▶ [Text section]:
####

A Hand Up
Peter: Peter. Air Force Veteran. Served 1996 to 2002, where I was medically retired.
I did Air Base Ground Defense, so we protected the personnel on the planes. I worked in the restricted areas. When you work around nuclear weapons, there's certain things like medicine that you can't take, and if you become unreliable, they pull your certification so that you no longer have a normal job function. I was injured just doing my normal function of security forces. I developed problems where I was just falling the time. I'll be walking and next thing you know, I'd fall to the ground. So unfortunately, when I got injured, I was reduced to cleaning up the base, just because I had lost my clearance. It was a horrible time at the thing to feel worthless, to not have a purpose.
It was a horrible experience post-military, just because I was physically ill. I'm having these back spasms, I'm incapacitated, I can't walk properly. And so, I was going from job to job, to job here in Las Vegas, and I just couldn't get my life together. I upset a lot of people. I was no longer the smiling person that they were used to, or friendly person. I was very closed off. I was angry, but I was in so much pain that it just... I rubbed a lot of people the wrong way. They didn't know how to deal with me, they just thought I had a attitude problem, but they didn't understand the physical disabilities. And I kept a lot of that to myself. Being a man and being prideful, I didn't want to show weakness, and so I didn't let everybody understand what I was truly going through. Until people understand what you're truly going through, a lot of times they can't give you that compassion or give you the help to move forward with your life.

####

▶ [Assigned task 1]:
Answer these questions from Peter's account:
(a) In which branch did Peter serve, and during what years?
(b) What work was Peter reduced to after he lost his clearance?
(c) In which city did Peter go from job to job after leaving the military?
▶ [Assigned task 2]:
Pick up Peter's account of his life after the military from its last sentence and continue it.
The data has no connection to Peter's account.

####

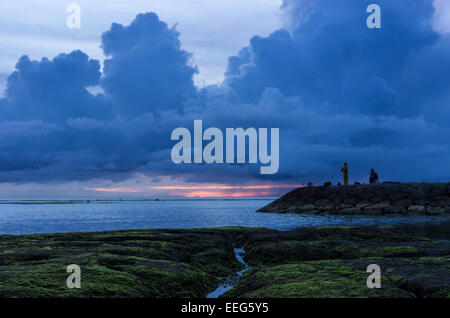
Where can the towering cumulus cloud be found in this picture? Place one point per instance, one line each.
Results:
(337, 90)
(147, 71)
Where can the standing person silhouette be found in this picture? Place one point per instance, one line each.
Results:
(344, 171)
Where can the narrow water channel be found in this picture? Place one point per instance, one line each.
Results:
(229, 283)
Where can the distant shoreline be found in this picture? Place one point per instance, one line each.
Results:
(36, 201)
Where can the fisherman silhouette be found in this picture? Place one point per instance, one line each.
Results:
(373, 176)
(344, 171)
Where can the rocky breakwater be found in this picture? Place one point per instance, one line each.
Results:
(377, 199)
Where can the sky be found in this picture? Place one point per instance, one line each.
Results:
(88, 112)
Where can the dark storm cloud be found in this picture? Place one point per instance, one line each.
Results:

####

▶ [Response area 1]:
(a) The Air Force, from 1996 to 2002.
(b) Cleaning up the base.
(c) Las Vegas.

▶ [Response area 2]:
I didn't think I needed mental health. I thought just because I was in pain, that was the issue. But one particular marine encouraged me to go to the mental health professionals at the VA. I'm going to go ahead and accept the help and just deal what I have to be able to start getting better. I went to the war-related illness center, and Palo Alto through the VA, and that really changed my whole life around. And we have these different options, like Veteran peer support outdoor recreation. They recommended a recumbent trike, and that was the genus of me getting my life together is that the VA actually recommended a recumbent trike. It's a three-wheel bicycle.
Recumbent trikes have electric assist on them, so even if you can't physically pedal, it pedals with you or even pedal by itself. So, it allows me to escape and allows me to get out and get outdoors. I have an ability to participate in life with the other Veterans. Unfortunately, we have permanent disabilities. The personal pain doesn't go away, but through Veteran peer support outdoor recreation, that's the hand up that we need. So, I would encourage Veterans to get down to their local VA.